Dataset items:

^^^^^^^^^^^^^^^^

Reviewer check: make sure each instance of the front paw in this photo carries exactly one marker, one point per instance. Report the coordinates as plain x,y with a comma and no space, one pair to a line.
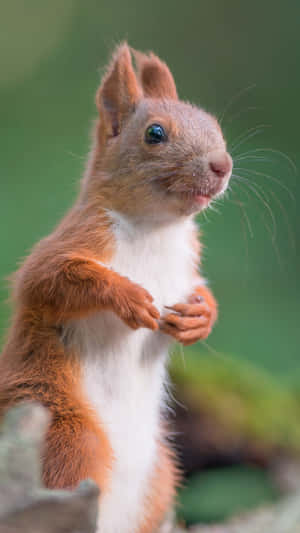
188,323
134,306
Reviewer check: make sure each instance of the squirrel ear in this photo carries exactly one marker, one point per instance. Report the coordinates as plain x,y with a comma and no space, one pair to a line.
119,92
155,76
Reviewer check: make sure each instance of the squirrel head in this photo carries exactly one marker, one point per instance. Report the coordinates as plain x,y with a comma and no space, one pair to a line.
154,155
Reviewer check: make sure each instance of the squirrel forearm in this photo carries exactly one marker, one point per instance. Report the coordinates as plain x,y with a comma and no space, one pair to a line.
71,287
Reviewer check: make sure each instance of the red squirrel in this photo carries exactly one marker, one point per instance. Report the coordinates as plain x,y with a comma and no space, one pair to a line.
99,301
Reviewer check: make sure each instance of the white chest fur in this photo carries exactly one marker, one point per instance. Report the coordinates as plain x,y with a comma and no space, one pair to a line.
124,370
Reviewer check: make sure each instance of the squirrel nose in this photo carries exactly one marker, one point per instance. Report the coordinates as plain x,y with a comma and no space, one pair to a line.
220,163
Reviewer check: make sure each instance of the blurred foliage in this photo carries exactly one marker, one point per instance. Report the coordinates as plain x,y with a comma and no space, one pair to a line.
238,60
216,495
240,398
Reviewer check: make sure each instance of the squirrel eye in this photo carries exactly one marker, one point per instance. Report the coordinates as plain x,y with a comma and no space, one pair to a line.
155,134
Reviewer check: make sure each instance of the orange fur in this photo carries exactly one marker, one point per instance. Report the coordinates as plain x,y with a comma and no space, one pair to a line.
65,277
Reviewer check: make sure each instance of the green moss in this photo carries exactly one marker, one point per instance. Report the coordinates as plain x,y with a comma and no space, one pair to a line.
240,397
218,494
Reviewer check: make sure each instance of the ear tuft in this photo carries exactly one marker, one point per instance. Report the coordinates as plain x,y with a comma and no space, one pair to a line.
119,91
155,76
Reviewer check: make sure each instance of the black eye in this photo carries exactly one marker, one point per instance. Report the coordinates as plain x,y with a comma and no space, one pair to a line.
155,134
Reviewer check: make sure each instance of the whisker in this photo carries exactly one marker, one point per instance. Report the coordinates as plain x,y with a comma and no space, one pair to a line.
235,99
251,132
261,197
237,115
271,178
278,152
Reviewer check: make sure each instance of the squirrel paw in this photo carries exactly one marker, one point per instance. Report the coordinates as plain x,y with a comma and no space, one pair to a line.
133,305
189,322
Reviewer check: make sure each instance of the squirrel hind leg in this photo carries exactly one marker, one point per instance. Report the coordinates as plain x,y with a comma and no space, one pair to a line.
76,449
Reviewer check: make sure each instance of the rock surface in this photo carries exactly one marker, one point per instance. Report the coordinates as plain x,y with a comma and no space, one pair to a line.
25,505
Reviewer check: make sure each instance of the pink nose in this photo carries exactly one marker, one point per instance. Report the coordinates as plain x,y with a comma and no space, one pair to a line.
220,163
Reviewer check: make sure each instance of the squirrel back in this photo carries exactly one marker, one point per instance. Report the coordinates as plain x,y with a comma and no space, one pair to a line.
99,301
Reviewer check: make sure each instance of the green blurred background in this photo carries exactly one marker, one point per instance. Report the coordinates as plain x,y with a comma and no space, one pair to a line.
239,60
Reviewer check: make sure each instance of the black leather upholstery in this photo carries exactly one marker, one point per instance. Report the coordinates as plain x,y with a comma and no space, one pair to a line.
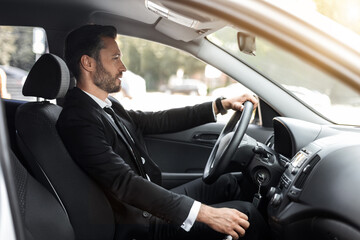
43,217
48,78
89,210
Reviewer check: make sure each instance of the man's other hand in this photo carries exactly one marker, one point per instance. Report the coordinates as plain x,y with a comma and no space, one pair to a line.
225,220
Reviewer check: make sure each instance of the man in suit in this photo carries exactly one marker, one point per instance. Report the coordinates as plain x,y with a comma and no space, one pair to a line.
107,142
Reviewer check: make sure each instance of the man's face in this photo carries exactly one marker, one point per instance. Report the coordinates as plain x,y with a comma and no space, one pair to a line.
109,67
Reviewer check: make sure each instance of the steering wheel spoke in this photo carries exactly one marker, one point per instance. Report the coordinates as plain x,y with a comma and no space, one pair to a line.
227,143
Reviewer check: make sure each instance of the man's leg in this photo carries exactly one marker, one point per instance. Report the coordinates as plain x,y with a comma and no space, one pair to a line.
223,193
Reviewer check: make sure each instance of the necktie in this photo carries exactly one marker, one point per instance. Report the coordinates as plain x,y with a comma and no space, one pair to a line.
129,139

^^^^^^^^^^^^^^^^

▶ EXERCISE TASK:
Make an exact copy of every entry above, minus the images.

▶ FULL SOLUTION:
Reviewer check: make sure each instance of the front paw in this photo carries exactly one marker, one point per instance. Report the coordinates as plain x,y with a comma and no space, one pair to a line.
188,323
134,306
Reviewer check: make sure each instance of the squirrel ear in this photo carries exactly one marker, one point per instance. Report the coordinates as plain x,y with a comma and no space, one pair to a line.
119,92
155,76
Reviewer check: make sure each instance of the squirrel head in this photo carries exactly one marker, one point per instance. Report the coordinates as plain x,y with a comma and no space, one pair to a line.
154,155
Reviewer check: make sure each instance of the squirrel forearm in this photo carries exactly one marker, one point per instance. Report the coordinates as plain x,y with a comma and no space, one pair to a line.
71,287
Reviewer check: make sure each instance of the red squirrel in this photo carries exactly one marker, one point per instance. Report the coordinates as plain x,y with a comma and no space, one pair to a line.
99,301
Reviewer check: make sure each instance of the white chest fur in this photo carries exactly one marker, one point per instance. Report the coordinates as plain x,y with a comma and no space, one pair to a line.
124,370
Reviewer check: make sure each instance of the squirrel nose in this photo carries exactly one marker, one point per instance. Report the coordinates as plain x,y with a comma and no space, one pair to a line.
220,163
Reviewer check: make sure each instance of the blurred foliage in this photo carries exactly one marker, one point per instance. Report the coordinates as plain x,y with a comma and no space, one pair to a line.
238,60
216,495
240,398
Reviewer check: make sure each instance of the squirrel eye in this photo carries exactly one marker, one point per instance. Report the coordinates as plain x,y with a comma and no space, one pair to a line.
155,134
Reviewer check: make sure each instance of the orange fur in this photo carries exactly one marker, one point per instance. Report the coordinates as plain x,y with a comma and no space, one pair to a line.
65,277
Reviewer check: make sure each instance of the green moss in this photo carries exactly one marker, one point per instance. Report the coordinates as plain x,y with a comma and no space, one pair to a line.
240,397
218,494
Reviewer check: make sure each instance of the ear tuft in this photo carries exactly one marker, one point per instance. Report the coordinates as plain x,y with a comma and no space, one pair to a line.
119,91
155,76
Reviewer check: make sure each instance of the black eye in this photo carries exactly one marker, one point per instance. Report the coordinates as plain x,y with a comma and no space, one pair to a line.
155,134
Reviewer check: make sure each instance of the whisker in this photo carries exactly one marker, one point per instance. Report the coordinates as plain x,y with a comma and no space, one pair to a line.
235,99
251,132
261,197
237,115
271,178
278,152
Reviewer check: make sure each instance of the squirrel paw in this photo carries exactly one marker, one point per instance. Report the coordinates as plain x,y with a comma and no space, one pair to a line.
133,305
189,322
Reviewer check: make sure each instance of the squirrel hind leg in this photo carries exactly one marker, one point per instance. Report the coordinates as plain x,y with a comma and no space, one pair to a line.
76,449
Reviewer check: make sure each instance of the rock surface in this photo carries exactly one marker, one point per instance. Report the coordinates as plain x,y with a comma and no space, one pair to a line.
25,505
Reviewer check: make sure each instance of the pink nose in this photo carries exactly one marker, one point per instance. Report the coordinates as plain x,y with a comma and no space, one pair to a line.
220,163
Reviewer check: make sure each instance of the squirrel back in this photo carries exactly one marker, one point per instance. Report the coordinates as plain x,y with a comma and no space, one pair to a line.
99,301
Reviewer check: make sure each instance of the green blurred background in this photo carries exactly one marker, one point per instance. Report the coordinates as plain x,y with a comma and no space, one pair to a line.
239,60
Reviewer check: make sure each instance of the black leather upholstery in this photo carries exactly one marker, one point per instance. Report the coordinates as plain x,y with a comma and no space, one pair to a line.
43,217
48,78
89,210
Reviewer check: make sure each instance of the man's other hand in this photo carries exactly one marker, one point per instance. Report the coordinates as plain x,y with a comma and no space, one pair to a line.
225,220
Reviewer check: make sure each instance of the man in suit in this photo carries exactly one marker, one point per instance. Report the coordinates as plain x,y with a comma and no space, one pair to a line.
107,142
Reviewer check: make sure each instance of the man's face in this photo carries exactly one marker, one point per instance. Report the coordinates as plain x,y with a comma and no space, one pair to a line.
109,67
Reviewer check: make sure each instance of the steering wheel spoke in this photo carries exactly one marker, one point per instance. Report the coordinates as plain x,y with a comma and no space, one pair to a line.
227,143
Reviewer check: make sure each instance of the man's leg in this photo carries exactly one marker, one point per instance. Report the coordinates as plain x,y with a comma and no space, one pair to a line.
223,193
Reviewer check: make sure each instance of the necktie in this photo carries exactly one marker, one point per instance. Report the coordinates as plain x,y with a comma and no space, one pair to a line.
129,139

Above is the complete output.